(Text excerpt)

Highly expressed genes are associated with:  
- Very short indels  
- High gene density  
- High GC content  
- High density of SINE (short interspersed nuclear element) repeats  
- Low density of LINE (long interspersed nuclear element) repeats  
- Both housekeeping and tissue-specific expression

Lowly expressed genes show the opposite patterns.

.small[ Versteeg, Rogier, et al. "The human transcriptome map reveals extremes in gene density, intron length, GC content, and repeat pattern for domains of highly and weakly expressed genes." Genome research 13.9 (2003): 1998-2004. https://doi.org/10.1101/gr.1649303. ]

---
## Genes are unevenly distributed across chromosomes

Chromosome 19 is the most gene dense chromosome in the human genome

---
## GENCODE – Annotated Gene Features (Human, Release 48, May 2025)

- **Protein-coding genes**: ~19,435 genes in main chromosomes (excluding ~661 readthrough genes)

- **PolyA+ transcripts**:
  - Most are fully spliced before being exported from the nucleus (co-transcriptional splicing; "first transcribed, first spliced")

(End Text excerpt)
(Records shown)

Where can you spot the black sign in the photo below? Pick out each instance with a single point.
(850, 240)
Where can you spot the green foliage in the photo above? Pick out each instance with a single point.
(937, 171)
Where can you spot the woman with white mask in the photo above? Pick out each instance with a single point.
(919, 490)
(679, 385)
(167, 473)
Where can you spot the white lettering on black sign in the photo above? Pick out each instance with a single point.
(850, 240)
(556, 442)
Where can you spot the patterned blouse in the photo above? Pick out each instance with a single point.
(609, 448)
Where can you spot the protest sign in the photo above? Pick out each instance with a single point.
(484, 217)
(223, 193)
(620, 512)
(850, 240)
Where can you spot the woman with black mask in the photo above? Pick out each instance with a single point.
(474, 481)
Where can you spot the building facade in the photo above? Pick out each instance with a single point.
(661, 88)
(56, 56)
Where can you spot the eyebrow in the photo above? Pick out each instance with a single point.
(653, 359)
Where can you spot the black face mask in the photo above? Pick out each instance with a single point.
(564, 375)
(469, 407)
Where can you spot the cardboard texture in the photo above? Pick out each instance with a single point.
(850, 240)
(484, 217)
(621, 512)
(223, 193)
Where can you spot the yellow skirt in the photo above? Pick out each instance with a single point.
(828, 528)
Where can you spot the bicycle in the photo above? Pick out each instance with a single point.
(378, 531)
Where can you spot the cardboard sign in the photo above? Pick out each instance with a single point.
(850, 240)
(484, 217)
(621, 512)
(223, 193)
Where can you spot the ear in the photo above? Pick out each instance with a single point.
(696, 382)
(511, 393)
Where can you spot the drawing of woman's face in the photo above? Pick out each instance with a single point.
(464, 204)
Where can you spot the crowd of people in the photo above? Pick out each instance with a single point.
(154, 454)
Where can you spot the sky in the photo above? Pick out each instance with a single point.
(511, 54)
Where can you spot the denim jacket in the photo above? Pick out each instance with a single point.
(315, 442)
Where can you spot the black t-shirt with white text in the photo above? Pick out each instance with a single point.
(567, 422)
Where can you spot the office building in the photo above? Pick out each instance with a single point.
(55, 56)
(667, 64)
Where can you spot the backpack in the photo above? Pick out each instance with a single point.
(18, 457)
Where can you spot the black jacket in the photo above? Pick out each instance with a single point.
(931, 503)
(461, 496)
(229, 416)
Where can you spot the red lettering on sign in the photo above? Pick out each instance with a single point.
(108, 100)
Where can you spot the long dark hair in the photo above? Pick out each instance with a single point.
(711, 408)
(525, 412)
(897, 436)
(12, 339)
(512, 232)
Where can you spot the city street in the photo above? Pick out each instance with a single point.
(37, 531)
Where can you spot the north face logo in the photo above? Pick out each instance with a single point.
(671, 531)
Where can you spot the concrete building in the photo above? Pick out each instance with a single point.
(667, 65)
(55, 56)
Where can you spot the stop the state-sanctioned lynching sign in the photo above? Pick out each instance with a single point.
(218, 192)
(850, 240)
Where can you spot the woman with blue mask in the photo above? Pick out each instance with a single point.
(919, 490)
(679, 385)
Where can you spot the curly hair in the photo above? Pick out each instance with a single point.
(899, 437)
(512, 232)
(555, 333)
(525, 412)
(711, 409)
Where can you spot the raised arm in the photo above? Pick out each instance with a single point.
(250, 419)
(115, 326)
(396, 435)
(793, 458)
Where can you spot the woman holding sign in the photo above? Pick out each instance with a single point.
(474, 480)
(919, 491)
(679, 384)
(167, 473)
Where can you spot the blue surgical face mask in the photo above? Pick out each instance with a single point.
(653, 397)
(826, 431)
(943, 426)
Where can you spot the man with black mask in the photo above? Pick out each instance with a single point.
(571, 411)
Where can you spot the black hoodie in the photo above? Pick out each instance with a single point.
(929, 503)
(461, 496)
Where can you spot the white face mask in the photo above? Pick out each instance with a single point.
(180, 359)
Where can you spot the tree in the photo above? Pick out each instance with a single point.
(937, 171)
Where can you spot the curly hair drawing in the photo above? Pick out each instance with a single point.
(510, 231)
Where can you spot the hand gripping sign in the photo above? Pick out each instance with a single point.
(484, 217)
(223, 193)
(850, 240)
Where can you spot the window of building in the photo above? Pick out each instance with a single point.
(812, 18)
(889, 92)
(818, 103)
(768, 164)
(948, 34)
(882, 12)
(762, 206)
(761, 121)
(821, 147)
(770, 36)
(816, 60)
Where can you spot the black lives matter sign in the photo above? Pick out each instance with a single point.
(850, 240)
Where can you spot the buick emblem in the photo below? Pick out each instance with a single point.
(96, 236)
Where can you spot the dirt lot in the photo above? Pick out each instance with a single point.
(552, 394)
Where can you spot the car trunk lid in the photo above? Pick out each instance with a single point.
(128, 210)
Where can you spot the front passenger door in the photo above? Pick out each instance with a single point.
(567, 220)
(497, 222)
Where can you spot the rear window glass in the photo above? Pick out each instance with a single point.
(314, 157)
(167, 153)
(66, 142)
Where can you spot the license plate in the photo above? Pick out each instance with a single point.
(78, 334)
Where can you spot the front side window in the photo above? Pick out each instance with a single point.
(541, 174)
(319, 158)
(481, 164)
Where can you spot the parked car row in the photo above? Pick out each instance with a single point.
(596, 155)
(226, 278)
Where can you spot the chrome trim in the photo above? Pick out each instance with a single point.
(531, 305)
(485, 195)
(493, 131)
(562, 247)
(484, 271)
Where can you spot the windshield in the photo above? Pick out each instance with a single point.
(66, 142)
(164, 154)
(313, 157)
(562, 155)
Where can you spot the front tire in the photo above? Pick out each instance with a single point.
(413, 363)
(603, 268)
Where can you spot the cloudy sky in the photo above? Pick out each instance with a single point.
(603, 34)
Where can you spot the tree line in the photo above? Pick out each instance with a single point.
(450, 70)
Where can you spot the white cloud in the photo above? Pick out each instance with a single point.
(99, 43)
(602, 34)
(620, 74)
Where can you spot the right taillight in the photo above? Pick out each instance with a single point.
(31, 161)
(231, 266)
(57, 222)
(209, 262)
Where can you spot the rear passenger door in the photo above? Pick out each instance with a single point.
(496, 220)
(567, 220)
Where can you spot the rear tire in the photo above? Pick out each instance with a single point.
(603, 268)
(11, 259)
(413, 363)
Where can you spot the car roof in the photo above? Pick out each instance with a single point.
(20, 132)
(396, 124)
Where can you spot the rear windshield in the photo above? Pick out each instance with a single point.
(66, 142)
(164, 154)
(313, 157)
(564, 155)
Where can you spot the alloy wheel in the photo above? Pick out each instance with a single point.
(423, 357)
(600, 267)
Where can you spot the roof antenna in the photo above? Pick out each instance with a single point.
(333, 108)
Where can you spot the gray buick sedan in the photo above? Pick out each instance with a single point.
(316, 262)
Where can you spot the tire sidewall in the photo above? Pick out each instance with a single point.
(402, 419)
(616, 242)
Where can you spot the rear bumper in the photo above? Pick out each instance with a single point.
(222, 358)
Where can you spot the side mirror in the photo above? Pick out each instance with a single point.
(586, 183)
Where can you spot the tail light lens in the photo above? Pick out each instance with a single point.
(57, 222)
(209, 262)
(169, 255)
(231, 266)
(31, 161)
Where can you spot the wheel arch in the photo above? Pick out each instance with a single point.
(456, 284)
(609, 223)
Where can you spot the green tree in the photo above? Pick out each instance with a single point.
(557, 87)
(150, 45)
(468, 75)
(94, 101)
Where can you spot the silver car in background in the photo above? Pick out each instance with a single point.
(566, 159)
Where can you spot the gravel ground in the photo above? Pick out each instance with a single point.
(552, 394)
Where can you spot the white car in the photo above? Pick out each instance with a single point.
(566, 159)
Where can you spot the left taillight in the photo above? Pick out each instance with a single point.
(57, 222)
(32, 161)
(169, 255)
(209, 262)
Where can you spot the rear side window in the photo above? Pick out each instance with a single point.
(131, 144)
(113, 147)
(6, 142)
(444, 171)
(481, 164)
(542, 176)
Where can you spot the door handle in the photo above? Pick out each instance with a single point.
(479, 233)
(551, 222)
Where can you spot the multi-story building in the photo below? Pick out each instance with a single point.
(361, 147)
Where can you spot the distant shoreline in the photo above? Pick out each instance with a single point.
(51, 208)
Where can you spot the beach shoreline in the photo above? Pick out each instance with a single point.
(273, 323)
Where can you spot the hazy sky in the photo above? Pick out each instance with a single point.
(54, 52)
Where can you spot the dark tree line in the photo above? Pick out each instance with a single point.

(End Records shown)

Activity: Copy out the entire text on gene expression and genome annotation, word for word. The data has no role here.

Written response:
Highly expressed genes are associated with:  
- Very short indels  
- High gene density  
- High GC content  
- High density of SINE (short interspersed nuclear element) repeats  
- Low density of LINE (long interspersed nuclear element) repeats  
- Both housekeeping and tissue-specific expression

Lowly expressed genes show the opposite patterns.

.small[ Versteeg, Rogier, et al. "The human transcriptome map reveals extremes in gene density, intron length, GC content, and repeat pattern for domains of highly and weakly expressed genes." Genome research 13.9 (2003): 1998-2004. https://doi.org/10.1101/gr.1649303. ]

---
## Genes are unevenly distributed across chromosomes

Chromosome 19 is the most gene dense chromosome in the human genome

---
## GENCODE – Annotated Gene Features (Human, Release 48, May 2025)

- **Protein-coding genes**: ~19,435 genes in main chromosomes (excluding ~661 readthrough genes)

- **PolyA+ transcripts**:
  - Most are fully spliced before being exported from the nucleus (co-transcriptional splicing; "first transcribed, first spliced")